## Exercise directions
Leaving out the images, please reproduce each line below exactly.

....................

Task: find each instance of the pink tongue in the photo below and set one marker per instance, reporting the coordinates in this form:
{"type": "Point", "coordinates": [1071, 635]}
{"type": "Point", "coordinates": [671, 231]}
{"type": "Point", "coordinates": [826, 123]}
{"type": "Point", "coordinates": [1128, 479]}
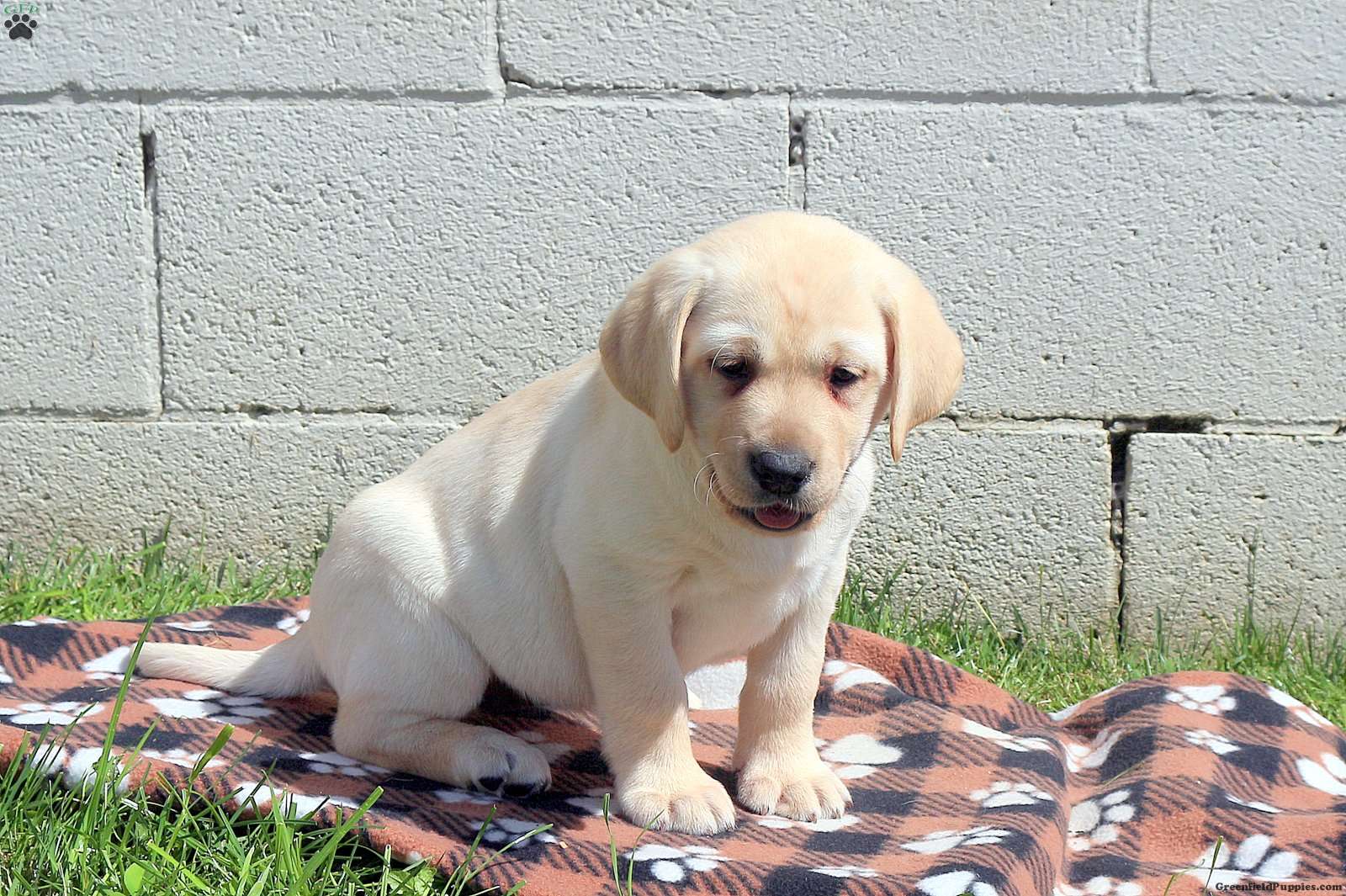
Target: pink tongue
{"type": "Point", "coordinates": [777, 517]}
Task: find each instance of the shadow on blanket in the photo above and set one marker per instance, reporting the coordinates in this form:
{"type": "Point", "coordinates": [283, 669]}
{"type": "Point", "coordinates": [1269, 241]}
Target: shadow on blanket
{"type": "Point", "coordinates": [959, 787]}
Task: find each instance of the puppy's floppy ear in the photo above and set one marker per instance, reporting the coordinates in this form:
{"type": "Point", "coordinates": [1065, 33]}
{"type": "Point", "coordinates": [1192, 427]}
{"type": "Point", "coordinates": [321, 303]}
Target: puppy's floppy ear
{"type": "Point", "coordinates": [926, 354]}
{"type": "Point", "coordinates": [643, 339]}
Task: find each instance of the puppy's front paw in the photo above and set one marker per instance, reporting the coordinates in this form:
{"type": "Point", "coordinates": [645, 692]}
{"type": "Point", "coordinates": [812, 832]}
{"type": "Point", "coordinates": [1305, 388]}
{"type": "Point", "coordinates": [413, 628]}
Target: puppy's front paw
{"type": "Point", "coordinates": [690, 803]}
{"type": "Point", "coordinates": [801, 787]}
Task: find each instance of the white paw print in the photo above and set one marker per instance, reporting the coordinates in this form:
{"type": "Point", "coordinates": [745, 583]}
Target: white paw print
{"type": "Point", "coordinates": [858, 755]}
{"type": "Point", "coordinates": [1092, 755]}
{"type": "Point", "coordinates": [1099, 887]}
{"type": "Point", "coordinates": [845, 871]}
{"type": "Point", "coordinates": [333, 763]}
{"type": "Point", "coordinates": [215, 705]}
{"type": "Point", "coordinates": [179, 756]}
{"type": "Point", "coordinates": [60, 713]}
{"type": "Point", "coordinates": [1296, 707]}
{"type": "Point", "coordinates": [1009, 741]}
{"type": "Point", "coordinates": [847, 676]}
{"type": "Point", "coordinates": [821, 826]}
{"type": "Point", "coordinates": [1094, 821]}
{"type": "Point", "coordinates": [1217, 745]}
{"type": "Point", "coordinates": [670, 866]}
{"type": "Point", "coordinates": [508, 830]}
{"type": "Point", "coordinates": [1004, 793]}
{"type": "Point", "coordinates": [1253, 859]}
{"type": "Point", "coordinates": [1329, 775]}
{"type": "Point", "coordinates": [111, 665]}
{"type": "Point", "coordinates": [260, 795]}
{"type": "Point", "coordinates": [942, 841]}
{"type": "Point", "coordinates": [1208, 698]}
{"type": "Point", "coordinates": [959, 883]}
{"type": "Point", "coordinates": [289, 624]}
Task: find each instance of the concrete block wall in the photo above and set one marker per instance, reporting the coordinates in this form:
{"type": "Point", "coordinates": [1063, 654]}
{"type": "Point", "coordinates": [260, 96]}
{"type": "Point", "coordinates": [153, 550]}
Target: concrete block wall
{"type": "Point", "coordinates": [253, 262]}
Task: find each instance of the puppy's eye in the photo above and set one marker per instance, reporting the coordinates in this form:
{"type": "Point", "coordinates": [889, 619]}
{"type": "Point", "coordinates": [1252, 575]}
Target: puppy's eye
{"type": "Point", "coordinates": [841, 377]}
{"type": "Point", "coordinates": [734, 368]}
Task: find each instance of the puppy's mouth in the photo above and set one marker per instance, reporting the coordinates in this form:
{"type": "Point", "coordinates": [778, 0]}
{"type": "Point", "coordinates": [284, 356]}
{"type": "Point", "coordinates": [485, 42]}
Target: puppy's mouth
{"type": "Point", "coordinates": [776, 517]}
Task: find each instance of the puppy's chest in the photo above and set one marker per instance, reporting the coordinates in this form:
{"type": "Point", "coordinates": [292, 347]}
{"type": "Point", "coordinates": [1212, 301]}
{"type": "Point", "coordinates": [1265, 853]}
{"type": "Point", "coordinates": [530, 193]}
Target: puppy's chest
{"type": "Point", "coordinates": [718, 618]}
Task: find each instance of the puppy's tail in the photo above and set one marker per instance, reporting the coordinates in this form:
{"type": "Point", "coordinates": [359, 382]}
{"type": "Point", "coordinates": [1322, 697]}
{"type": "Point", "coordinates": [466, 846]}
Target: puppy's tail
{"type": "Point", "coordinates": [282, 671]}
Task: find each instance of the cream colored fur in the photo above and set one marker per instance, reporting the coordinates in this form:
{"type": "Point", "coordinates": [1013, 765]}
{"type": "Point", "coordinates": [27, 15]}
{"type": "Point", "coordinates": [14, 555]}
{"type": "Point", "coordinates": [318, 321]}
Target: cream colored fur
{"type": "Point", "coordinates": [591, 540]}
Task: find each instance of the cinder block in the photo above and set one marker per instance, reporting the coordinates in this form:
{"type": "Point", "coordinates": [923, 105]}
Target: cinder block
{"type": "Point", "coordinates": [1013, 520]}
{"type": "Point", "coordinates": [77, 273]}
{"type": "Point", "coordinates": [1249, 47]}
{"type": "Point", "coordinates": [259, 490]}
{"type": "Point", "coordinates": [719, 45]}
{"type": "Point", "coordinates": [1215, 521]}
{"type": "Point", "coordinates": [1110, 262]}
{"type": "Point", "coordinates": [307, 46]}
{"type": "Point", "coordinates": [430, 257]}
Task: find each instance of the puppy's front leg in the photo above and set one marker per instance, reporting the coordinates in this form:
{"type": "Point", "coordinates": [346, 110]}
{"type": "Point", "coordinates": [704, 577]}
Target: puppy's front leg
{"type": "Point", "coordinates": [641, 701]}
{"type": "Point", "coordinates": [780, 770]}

....................

## Finished exercise
Task: find each instance of the pink tongue in the photo below and set one marker per instance, reporting the coordinates in this form:
{"type": "Point", "coordinates": [1071, 635]}
{"type": "Point", "coordinates": [671, 231]}
{"type": "Point", "coordinates": [826, 123]}
{"type": "Point", "coordinates": [1128, 479]}
Target: pink tongue
{"type": "Point", "coordinates": [777, 517]}
Task: find each instance of the shadow on blanket in the photo above and set one marker per instance, reporting the coordinates in this form:
{"type": "Point", "coordinates": [283, 669]}
{"type": "Point", "coordinates": [1269, 241]}
Target: shadow on blanket
{"type": "Point", "coordinates": [959, 787]}
Task: find each instance of the puppy's floppy ear in the photo above and set one marker per instance, reporting the coordinates in this form:
{"type": "Point", "coordinates": [1065, 33]}
{"type": "Point", "coordinates": [1192, 427]}
{"type": "Point", "coordinates": [321, 303]}
Target: puppy's floppy ear
{"type": "Point", "coordinates": [926, 354]}
{"type": "Point", "coordinates": [643, 339]}
Task: find each instance of the puppy's front paw in the photo above and set one marker per instance, reporting the coordinates in this form:
{"type": "Point", "coordinates": [645, 692]}
{"type": "Point", "coordinates": [812, 832]}
{"type": "Point", "coordinates": [1305, 388]}
{"type": "Point", "coordinates": [413, 628]}
Target: puppy's front paw
{"type": "Point", "coordinates": [690, 803]}
{"type": "Point", "coordinates": [801, 787]}
Task: find each instance of the white paw print in the photo above and set one marker per instance, reporting the coordinates in this form:
{"type": "Point", "coordinates": [745, 583]}
Target: white paw print
{"type": "Point", "coordinates": [858, 755]}
{"type": "Point", "coordinates": [1092, 755]}
{"type": "Point", "coordinates": [1099, 887]}
{"type": "Point", "coordinates": [845, 871]}
{"type": "Point", "coordinates": [333, 763]}
{"type": "Point", "coordinates": [215, 705]}
{"type": "Point", "coordinates": [179, 756]}
{"type": "Point", "coordinates": [60, 713]}
{"type": "Point", "coordinates": [1296, 707]}
{"type": "Point", "coordinates": [1009, 741]}
{"type": "Point", "coordinates": [847, 676]}
{"type": "Point", "coordinates": [821, 826]}
{"type": "Point", "coordinates": [1094, 821]}
{"type": "Point", "coordinates": [1217, 745]}
{"type": "Point", "coordinates": [670, 866]}
{"type": "Point", "coordinates": [508, 830]}
{"type": "Point", "coordinates": [1004, 793]}
{"type": "Point", "coordinates": [1253, 859]}
{"type": "Point", "coordinates": [1329, 775]}
{"type": "Point", "coordinates": [111, 665]}
{"type": "Point", "coordinates": [260, 795]}
{"type": "Point", "coordinates": [942, 841]}
{"type": "Point", "coordinates": [1208, 698]}
{"type": "Point", "coordinates": [959, 883]}
{"type": "Point", "coordinates": [289, 624]}
Task: find each instance of the concrete block wall in the photo above and set one marker per instance, reporting the coordinates in this form:
{"type": "Point", "coordinates": [1063, 654]}
{"type": "Point", "coordinates": [260, 96]}
{"type": "Point", "coordinates": [153, 550]}
Target: concrete block wall
{"type": "Point", "coordinates": [253, 262]}
Task: find each instance of the puppy's eye in the photo above and set one marker per instance, reporting the coordinates in this form:
{"type": "Point", "coordinates": [889, 619]}
{"type": "Point", "coordinates": [1252, 575]}
Target: puppy's eye
{"type": "Point", "coordinates": [841, 377]}
{"type": "Point", "coordinates": [734, 368]}
Task: find each instance of the puppy's mouth in the photo above and set one marker per instance, reporting the coordinates in this form:
{"type": "Point", "coordinates": [778, 0]}
{"type": "Point", "coordinates": [284, 356]}
{"type": "Point", "coordinates": [485, 42]}
Target: puppy's mouth
{"type": "Point", "coordinates": [776, 517]}
Task: find each instance of the puppy's chest in the photo above and set one marker per instance, reporting the coordinates in this form:
{"type": "Point", "coordinates": [292, 347]}
{"type": "Point", "coordinates": [1212, 301]}
{"type": "Point", "coordinates": [1265, 853]}
{"type": "Point", "coordinates": [530, 193]}
Target: puppy's chest
{"type": "Point", "coordinates": [718, 618]}
Task: find each instance of the puppy's tail in the photo above and set one marker per instance, reporting the coordinates in this form:
{"type": "Point", "coordinates": [359, 382]}
{"type": "Point", "coordinates": [1322, 697]}
{"type": "Point", "coordinates": [466, 846]}
Target: puppy's tail
{"type": "Point", "coordinates": [282, 671]}
Task: find each instance of the cream colored fur in the photo above and set one marker per instance, reporting the coordinates in this form:
{"type": "Point", "coordinates": [1013, 765]}
{"type": "Point", "coordinates": [27, 15]}
{"type": "Point", "coordinates": [14, 555]}
{"type": "Point", "coordinates": [318, 321]}
Target: cream colored fur
{"type": "Point", "coordinates": [591, 540]}
Task: find each instance of the cinder block in the photo above and set one marker per instance, reporting the coordinates in this form:
{"type": "Point", "coordinates": [923, 105]}
Target: cinder block
{"type": "Point", "coordinates": [1013, 520]}
{"type": "Point", "coordinates": [77, 273]}
{"type": "Point", "coordinates": [1249, 47]}
{"type": "Point", "coordinates": [259, 490]}
{"type": "Point", "coordinates": [719, 45]}
{"type": "Point", "coordinates": [1215, 521]}
{"type": "Point", "coordinates": [1110, 262]}
{"type": "Point", "coordinates": [307, 46]}
{"type": "Point", "coordinates": [430, 257]}
Task: find each instance of the puppy's front leg in the photo above and set one marker per instance, reporting the coordinates in this form:
{"type": "Point", "coordinates": [346, 110]}
{"type": "Point", "coordinates": [704, 577]}
Target: puppy's front leg
{"type": "Point", "coordinates": [641, 701]}
{"type": "Point", "coordinates": [780, 770]}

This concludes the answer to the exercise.